> Source data:
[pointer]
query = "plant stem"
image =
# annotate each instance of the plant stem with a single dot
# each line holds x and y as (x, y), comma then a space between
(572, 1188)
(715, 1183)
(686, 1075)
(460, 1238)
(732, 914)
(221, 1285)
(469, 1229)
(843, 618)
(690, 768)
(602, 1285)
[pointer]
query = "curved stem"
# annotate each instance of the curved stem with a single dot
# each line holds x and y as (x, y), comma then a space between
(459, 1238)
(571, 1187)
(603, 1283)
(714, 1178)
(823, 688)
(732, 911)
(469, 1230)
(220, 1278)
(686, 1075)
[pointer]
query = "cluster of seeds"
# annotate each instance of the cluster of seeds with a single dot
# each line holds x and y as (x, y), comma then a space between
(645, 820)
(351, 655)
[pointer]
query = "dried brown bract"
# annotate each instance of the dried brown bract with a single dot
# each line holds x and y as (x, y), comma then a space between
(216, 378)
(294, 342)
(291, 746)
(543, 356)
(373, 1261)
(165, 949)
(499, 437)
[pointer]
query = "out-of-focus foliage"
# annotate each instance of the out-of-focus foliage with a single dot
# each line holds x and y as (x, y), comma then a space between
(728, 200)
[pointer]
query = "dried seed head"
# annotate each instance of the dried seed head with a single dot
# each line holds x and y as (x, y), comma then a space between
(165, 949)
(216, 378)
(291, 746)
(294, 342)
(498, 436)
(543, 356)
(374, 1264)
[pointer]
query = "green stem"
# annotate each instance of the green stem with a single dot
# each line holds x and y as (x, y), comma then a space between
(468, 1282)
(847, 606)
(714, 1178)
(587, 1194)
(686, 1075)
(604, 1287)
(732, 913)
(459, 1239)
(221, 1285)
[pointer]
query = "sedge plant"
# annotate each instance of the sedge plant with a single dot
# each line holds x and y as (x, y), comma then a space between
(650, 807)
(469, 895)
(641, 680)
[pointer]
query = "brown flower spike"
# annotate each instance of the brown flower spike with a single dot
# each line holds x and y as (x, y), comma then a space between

> Task item: Restate the material above exactly, leaving nothing out.

> Response:
[pointer]
query = "plant stem"
image =
# annotate each instance of the plant stem with a single dot
# each line holds x and y as (x, y), comma then a space between
(572, 1188)
(715, 1183)
(686, 1075)
(460, 1238)
(732, 914)
(221, 1285)
(469, 1229)
(843, 618)
(690, 768)
(602, 1285)
[pointer]
query = "curved stem"
# annotate each instance of the curved stem with a single dot
# each line holds x and y as (x, y), comma then a space between
(459, 1238)
(571, 1187)
(603, 1283)
(714, 1178)
(823, 688)
(732, 911)
(469, 1230)
(220, 1278)
(686, 1075)
[pointer]
query = "cluster of seeds"
# annotate each instance of the cluster of seeds with a single dot
# each line holds x and y as (x, y), comma then a space between
(645, 820)
(351, 655)
[pointer]
query = "dried brown bract"
# annotate each instance of the dried brown bract with a single dot
# each line holds x and y as (x, y), comma then a space between
(216, 378)
(294, 342)
(291, 746)
(543, 356)
(373, 1261)
(165, 949)
(499, 437)
[pointer]
query = "out-of-focus foliage"
# annotate each instance of the out-of-focus foliage with a single dot
# each line holds x and y as (x, y), comma then a space between
(728, 200)
[pointer]
query = "dried seed head"
# annotate each instance of the dried seed head with a single dot
# each line holds x and y as (x, y), comma then a space between
(165, 949)
(216, 378)
(291, 746)
(294, 342)
(498, 436)
(543, 356)
(374, 1264)
[pointer]
query = "green stem"
# annotate each instance of the green stem with a single dot
# each line holds x and y as (x, y), comma then a space between
(468, 1282)
(847, 606)
(714, 1178)
(587, 1194)
(686, 1075)
(604, 1287)
(732, 913)
(459, 1239)
(221, 1285)
[pointer]
query = "sedge plant"
# annotate each instance of the sedge plant with a single dot
# each line holds x and y as (x, y), comma then a space between
(650, 807)
(469, 895)
(641, 680)
[pointer]
query = "brown flower spike"
# annotate each instance of the brown flower spike with a single dot
# each line holds x and y as (x, y), comma then a space between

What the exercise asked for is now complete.